**EXERCISE DIRECTIONS**
Return all records exactly. Nothing may be added.

**SOURCE MATERIAL**
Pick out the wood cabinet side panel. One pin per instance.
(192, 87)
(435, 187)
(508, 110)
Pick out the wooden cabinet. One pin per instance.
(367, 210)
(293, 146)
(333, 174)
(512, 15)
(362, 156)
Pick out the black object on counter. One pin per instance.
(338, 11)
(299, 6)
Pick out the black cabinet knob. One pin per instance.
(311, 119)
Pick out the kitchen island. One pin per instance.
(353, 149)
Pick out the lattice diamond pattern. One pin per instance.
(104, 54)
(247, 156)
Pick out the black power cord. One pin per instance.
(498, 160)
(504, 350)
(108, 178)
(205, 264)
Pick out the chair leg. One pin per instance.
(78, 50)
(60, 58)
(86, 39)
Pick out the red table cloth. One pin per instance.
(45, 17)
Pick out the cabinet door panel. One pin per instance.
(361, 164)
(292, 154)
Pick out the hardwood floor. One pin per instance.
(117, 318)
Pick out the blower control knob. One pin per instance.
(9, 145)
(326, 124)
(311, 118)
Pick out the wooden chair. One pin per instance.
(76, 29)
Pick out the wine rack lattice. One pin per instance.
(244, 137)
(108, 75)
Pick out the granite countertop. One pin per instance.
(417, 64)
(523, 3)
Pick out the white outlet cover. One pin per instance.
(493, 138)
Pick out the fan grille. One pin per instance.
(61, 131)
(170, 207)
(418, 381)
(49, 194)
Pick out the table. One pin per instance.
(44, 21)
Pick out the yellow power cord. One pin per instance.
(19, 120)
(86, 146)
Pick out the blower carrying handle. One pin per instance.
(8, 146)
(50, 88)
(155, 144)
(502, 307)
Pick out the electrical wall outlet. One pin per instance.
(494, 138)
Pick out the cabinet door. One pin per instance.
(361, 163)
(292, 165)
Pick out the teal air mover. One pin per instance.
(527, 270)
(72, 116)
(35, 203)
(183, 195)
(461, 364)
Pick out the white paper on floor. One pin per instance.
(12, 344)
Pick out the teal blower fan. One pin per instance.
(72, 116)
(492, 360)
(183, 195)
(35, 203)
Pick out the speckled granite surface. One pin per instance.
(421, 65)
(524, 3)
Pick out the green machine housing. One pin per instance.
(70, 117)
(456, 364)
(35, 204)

**ANSWER TO THE PROBLEM**
Pick out the wood cabinet side panel. One pin per instance.
(192, 87)
(435, 187)
(508, 110)
Pick out the wooden cabinet. One pin per instance.
(367, 210)
(293, 146)
(333, 174)
(512, 15)
(362, 156)
Pick out the black object on counter. One pin per instance.
(338, 11)
(299, 6)
Pick out the black cabinet knob. One pin per instance.
(311, 119)
Pick out the kitchen island. One pin per instance.
(353, 149)
Pick out the lattice diamond pattern. One pin per instance.
(104, 54)
(247, 156)
Pick out the black power cord. One pin per instance.
(498, 160)
(504, 350)
(108, 178)
(205, 264)
Pick out the chair leg. One pin per instance.
(78, 50)
(60, 58)
(86, 39)
Pick out the red table cloth. One pin per instance.
(45, 17)
Pick out the cabinet door panel. One pin per instance.
(361, 164)
(292, 154)
Pick out the hardwood floor. One pin per instance.
(117, 318)
Pick out the blower control knob. One pin per instance.
(9, 145)
(326, 124)
(311, 118)
Pick out the wooden chair. One pin per instance.
(76, 29)
Pick out the wine rack lattice. One pin per instance.
(244, 137)
(108, 75)
Pick out the granite countertop. One pin per instance.
(417, 64)
(523, 3)
Pick out the white outlet cover. One pin per instance.
(493, 138)
Pick out the fan grille. One pin per instance.
(61, 131)
(170, 207)
(418, 381)
(49, 194)
Pick out the table. One pin per instance.
(44, 21)
Pick out the yellow power cord. One pin per instance.
(19, 120)
(86, 146)
Pick out the blower carrying handle. One pin per instance.
(8, 146)
(50, 88)
(155, 144)
(502, 307)
Pick out the electrical wall outlet. One pin per instance.
(494, 138)
Pick out the cabinet door. One pin per instance.
(361, 163)
(292, 165)
Pick out the teal air mover. One pin per instance.
(527, 270)
(72, 116)
(35, 203)
(183, 195)
(461, 364)
Pick out the white paper on floor. One pin per instance.
(12, 344)
Pick out the teal blower fan. One pin per instance.
(72, 116)
(492, 360)
(183, 195)
(35, 203)
Pick out the speckled granite surface. One pin per instance.
(421, 65)
(524, 3)
Pick out the green machine housing. One pin per instance.
(70, 117)
(456, 364)
(35, 204)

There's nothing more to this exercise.